▶ _What is expected_
Omit the pictures. Transcribe exactly the lines below, from the one with "the form (50,30)." up to and including the last.

▶ _Data supplied_

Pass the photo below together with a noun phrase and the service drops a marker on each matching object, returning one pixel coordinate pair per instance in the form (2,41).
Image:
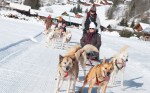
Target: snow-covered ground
(27,66)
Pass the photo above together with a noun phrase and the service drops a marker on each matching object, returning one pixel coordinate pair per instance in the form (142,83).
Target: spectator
(93,38)
(48,23)
(91,16)
(60,22)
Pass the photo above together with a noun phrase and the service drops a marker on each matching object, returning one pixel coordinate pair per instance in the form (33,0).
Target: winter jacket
(95,40)
(48,22)
(88,19)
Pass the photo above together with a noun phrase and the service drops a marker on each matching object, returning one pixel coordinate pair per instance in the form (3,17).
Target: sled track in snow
(16,48)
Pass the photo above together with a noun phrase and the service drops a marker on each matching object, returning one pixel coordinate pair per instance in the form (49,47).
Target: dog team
(56,32)
(99,75)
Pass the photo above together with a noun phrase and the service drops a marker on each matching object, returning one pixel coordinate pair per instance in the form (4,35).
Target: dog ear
(60,58)
(104,60)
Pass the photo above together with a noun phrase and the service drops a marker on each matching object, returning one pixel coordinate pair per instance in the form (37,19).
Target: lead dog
(98,76)
(68,65)
(66,39)
(119,61)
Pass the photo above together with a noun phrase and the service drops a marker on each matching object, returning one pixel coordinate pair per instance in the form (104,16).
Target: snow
(20,7)
(27,66)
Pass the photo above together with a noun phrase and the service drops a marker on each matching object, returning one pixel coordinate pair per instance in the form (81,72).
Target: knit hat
(92,25)
(93,8)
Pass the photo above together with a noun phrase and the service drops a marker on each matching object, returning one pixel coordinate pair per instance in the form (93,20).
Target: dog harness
(66,74)
(123,64)
(98,81)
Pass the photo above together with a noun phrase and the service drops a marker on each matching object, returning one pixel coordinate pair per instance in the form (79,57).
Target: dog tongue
(106,78)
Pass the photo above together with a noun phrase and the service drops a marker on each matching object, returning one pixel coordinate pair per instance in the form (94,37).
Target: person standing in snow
(48,23)
(93,38)
(91,16)
(61,21)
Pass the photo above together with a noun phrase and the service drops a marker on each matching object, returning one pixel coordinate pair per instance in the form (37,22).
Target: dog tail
(88,48)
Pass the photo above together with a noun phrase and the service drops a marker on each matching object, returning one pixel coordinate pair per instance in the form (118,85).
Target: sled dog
(119,61)
(98,76)
(67,69)
(66,39)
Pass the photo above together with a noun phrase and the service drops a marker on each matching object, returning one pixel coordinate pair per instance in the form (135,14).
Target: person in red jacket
(48,23)
(93,38)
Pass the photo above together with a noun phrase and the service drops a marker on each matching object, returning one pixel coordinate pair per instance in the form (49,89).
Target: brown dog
(98,76)
(67,69)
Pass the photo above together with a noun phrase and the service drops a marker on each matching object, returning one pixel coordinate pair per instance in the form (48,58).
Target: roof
(19,7)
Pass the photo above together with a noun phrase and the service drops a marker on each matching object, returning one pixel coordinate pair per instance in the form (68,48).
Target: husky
(98,76)
(119,61)
(67,69)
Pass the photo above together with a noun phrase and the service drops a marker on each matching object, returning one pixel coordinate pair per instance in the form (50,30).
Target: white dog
(119,62)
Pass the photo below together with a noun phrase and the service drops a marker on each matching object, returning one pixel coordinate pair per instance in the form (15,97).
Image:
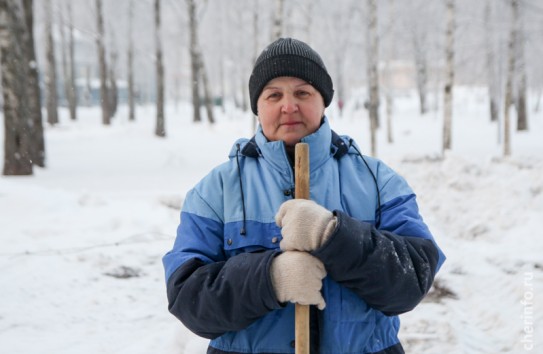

▶ _Answer below_
Pass the photo above together with a noun phrase and the service drops a marker on each matching object, returning one pixel coordinate pair per instance in the form (50,30).
Target: white dog
(119,62)
Pass the photo below together with a noun phrase and the service drops a marker on each matching object, returning one pixel coordinate pair per instance in the form (15,97).
Image:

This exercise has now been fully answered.